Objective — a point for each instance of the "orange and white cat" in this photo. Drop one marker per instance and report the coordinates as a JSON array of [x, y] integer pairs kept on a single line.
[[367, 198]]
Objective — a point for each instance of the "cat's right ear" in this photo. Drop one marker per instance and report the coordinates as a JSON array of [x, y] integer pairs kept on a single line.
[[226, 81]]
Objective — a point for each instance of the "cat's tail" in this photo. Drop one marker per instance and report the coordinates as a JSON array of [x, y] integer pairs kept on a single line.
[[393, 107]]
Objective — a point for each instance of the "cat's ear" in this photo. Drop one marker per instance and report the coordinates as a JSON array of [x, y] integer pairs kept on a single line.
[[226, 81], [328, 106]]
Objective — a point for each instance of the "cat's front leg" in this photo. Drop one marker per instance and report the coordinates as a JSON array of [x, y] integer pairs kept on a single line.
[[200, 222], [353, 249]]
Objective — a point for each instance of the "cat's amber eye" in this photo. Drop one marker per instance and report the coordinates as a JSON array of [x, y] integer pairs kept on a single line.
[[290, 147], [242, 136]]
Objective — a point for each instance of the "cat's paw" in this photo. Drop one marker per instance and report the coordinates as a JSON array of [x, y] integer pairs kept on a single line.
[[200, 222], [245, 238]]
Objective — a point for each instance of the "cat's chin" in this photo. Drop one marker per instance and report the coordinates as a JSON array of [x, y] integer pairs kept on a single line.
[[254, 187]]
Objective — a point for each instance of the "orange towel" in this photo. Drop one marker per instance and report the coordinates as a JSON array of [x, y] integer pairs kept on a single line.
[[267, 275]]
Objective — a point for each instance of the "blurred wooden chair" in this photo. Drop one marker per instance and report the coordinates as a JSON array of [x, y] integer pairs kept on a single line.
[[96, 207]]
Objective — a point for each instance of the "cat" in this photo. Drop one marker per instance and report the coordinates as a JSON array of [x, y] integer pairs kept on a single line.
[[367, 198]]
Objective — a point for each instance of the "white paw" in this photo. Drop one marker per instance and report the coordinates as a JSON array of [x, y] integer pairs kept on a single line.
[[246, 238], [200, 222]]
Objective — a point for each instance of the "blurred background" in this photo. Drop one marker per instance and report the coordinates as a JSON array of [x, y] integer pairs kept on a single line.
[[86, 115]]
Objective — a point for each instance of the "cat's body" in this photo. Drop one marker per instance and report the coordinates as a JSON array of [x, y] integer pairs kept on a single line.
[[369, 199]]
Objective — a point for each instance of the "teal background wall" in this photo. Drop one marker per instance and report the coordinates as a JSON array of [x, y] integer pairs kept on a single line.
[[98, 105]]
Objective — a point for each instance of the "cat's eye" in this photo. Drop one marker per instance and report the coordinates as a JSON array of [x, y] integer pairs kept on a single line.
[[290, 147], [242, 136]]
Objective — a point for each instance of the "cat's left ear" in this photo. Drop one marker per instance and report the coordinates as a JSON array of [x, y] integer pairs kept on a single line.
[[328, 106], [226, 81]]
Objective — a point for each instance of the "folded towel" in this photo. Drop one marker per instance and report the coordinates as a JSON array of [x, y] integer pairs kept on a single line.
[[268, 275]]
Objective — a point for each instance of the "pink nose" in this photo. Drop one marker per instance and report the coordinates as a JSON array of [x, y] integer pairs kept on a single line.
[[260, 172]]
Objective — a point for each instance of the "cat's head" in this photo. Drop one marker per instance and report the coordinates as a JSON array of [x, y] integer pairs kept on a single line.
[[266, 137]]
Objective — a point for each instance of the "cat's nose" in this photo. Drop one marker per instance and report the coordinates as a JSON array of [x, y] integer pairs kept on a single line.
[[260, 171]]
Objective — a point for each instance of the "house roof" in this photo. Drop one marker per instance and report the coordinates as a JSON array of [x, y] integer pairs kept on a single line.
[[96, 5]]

——

### Task instructions
Write out all the lines again, exactly as they are.

### Output for this task
Objective — a point for each instance of the "orange and white cat" in this photo. Drop one marker per instance and report the coordinates as a JSON array of [x, y] integer pairs kept on a single line.
[[367, 198]]
Objective — a point for each instance of the "cat's right ear" in this photo. Drop one marker per instance and report the coordinates as a JSON array of [x, y] integer pairs kept on a single line.
[[226, 81]]
Objective — a point for each instance of the "cat's tail" in this photo. Drop one marker per instance and report the coordinates as a JSON array of [x, y] integer pairs kept on a single line.
[[393, 107]]
Objective — a point for each instance of the "cat's ear" in this photo. Drop one marker per instance and report the coordinates as a JSON array of [x, y] integer pairs kept on a single line.
[[226, 81], [328, 106]]
Objective — a point for each instance of the "cat's front leg" in this photo. Drop one marker per instance and report the coordinates as a JSON array of [x, y] integer pairs kept on a single line.
[[200, 222], [353, 249]]
Objective — a point for each instance of the "cat's amber eye" in this photo. Drop one marker per instance and report the coordinates as a JSON array of [x, y] integer pairs kept on a single line.
[[290, 147], [242, 136]]
Objective — a point for each instance of the "cat's paw" in this photo. Drop one marker per instance and report the coordinates as a JSON array of [x, y] integer pairs kept on a single line.
[[200, 222], [245, 238]]
Objective — a point for each instance of the "cat's chin" in this photo. Drop one marker per instance and report the coordinates as a JSON array of [x, y] integer pairs kept on a single line.
[[254, 187]]
Objective — a point for each instance of the "orange towel" in this photo. Drop one marker per instance and report the coordinates as a JSON array of [x, y] integer pairs kept on a single line.
[[267, 275]]
Objective — a point for each instance of the "blurred wooden chair" in this photo. Drop one marker per instance and report the coordinates as a JSON array of [x, y] integer pairs kept on a single line.
[[96, 207]]
Objective — a point for each instance of the "cat" in this photo. Drop one marker per instance and report the coordinates as a JSON array of [x, y] integer pairs kept on a single line.
[[367, 198]]
Objective — a point for each instance of the "white paw" in this photo. Drop one marker per instance and report the coordinates as a JSON array of [x, y] integer pairs kept on a single line.
[[246, 238], [200, 222]]
Objective — a point for each instance of the "blurred background" in this photo. Drop one marker per instance and report the coordinates as a JSON array of [x, y] integer pairs kept on a single line.
[[86, 115]]
Objective — a point for each instance of the "cat's body" in this photo. Drop one marker per instance and report the coordinates as a JSON array of [x, y] integer pairs kept on a single line.
[[369, 199]]
Objective — a point for each instance of the "teal background wall" in this photo. Drop one marker per instance and report the coordinates as a JSON array of [x, y] integer pairs kept on a single line.
[[98, 105]]
Objective — a point for each instance of the "cat's eye" in this photo. Drop one marker per instance and report the coordinates as a JSON array of [x, y] integer pairs kept on a single line.
[[290, 147], [242, 136]]
Objective — a point for each instance of the "cat's left ear" in this photo. Drop one marker per instance and report the coordinates as a JSON array of [x, y] integer pairs kept on a single line.
[[328, 106], [226, 81]]
Objective — a point for each instance of the "folded towel" in this photo. Drop one marker per instance and report the coordinates as a JSON array of [x, y] integer pairs kept on a single line.
[[268, 275]]
Objective — a point for each instance of the "pink nose" in this photo. Drop one marker per instance and report the coordinates as a JSON array of [x, y] integer pairs kept on a single line.
[[260, 172]]
Objective — a point for each instance of the "cat's head" in this photo. Drop one marker per instance and report the coordinates as a JSON array of [x, y] integer pairs kept on a single line.
[[266, 137]]
Objective — a point for each instance of the "cat's nose" in this photo. Drop one marker per instance and report the coordinates as a JSON array of [x, y] integer pairs kept on a single line.
[[260, 171]]
Objective — a point for each instance of the "house roof" in this photo. Drop one marker per instance and report the coordinates as a JSON array of [x, y] integer pairs kept on a single line.
[[96, 5]]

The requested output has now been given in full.